Every morning, Wang places an order on car-hailing apps for a ride to work. During the commute, he orders breakfast via a food ordering app. After he gets off work, Wang often buys vegetables, fish, and meat on a fresh food delivery app on his way home. And these foods are always delivered to his door by delivery people after he arrives at home.
Today, more and more Chinese people like Wang have been used to such convenience brought by the platforms empowered by digital technologies. Chinese e-commerce giants like JD.com and Meituan Dianping, mobile car-hailing platform Didi Chuxing, popular multi-functional social media platform WeChat, and express delivery services giant SF Express are all important participants in platform economy.
Last year, China’s internet companies and related service providers above designated size saw a total operating income of 1,283.8 billion yuan ($195.91 billion), up 12.5 percent year on year, according to data released by the country’s Ministry of Industry and Information Technology (MIIT).
The annual revenues of service providers on internet platforms totaled 428.9 billion yuan in 2020, a year-on-year growth rate of 14.8 percent, suggested data from the MIIT.
However, while bringing convenience to people’s life, the defective personal information protection mechanisms of internet platforms sometimes have brought troubles to consumers as well.

Point localization data:
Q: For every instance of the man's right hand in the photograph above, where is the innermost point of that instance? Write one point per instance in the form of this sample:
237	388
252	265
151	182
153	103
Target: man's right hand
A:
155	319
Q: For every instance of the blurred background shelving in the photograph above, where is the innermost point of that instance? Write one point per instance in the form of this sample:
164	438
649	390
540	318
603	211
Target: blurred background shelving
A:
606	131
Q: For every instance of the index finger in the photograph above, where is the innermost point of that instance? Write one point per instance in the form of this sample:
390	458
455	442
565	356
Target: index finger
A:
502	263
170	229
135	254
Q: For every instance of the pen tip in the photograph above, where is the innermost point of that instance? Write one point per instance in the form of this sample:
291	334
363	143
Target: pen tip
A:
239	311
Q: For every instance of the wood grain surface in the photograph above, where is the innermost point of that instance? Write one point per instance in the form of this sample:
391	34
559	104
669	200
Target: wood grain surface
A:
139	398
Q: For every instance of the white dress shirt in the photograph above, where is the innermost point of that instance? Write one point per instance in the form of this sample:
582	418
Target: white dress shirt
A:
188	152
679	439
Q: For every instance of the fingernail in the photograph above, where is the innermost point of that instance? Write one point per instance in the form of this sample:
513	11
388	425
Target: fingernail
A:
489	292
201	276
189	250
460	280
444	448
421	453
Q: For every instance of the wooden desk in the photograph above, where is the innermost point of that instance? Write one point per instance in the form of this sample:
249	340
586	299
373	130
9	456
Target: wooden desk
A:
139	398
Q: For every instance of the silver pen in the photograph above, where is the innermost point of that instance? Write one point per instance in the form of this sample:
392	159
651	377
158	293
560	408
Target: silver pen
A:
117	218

Complete the following:
**A.** According to the passage on China's platform economy, by what percentage did the annual revenues of service providers on internet platforms grow in 2020?
**B.** Do the following statements agree with the passage on China's platform economy? Answer yes or no for each, quoting the words that decide it.
(i) Wang orders breakfast through a food ordering app while commuting.
(ii) Last year's total operating income of China's internet companies and related service providers above designated size rose 14.8 percent year on year.
(iii) The passage describes Didi Chuxing as an express delivery services giant.
**C.** Can you reproduce the stretch from "However, while bringing" through "consumers as well." in the passage on China's platform economy?
The records come from a separate source.

Results for the exercise:
**A.** They grew 14.8 percent year on year.

**B.**
(i) Yes: "During the commute, he orders breakfast via a food ordering app."
(ii) No: "up 12.5 percent year on year"
(iii) No: "mobile car-hailing platform Didi Chuxing"

**C.**
However, while bringing convenience to people’s life, the defective personal information protection mechanisms of internet platforms sometimes have brought troubles to consumers as well.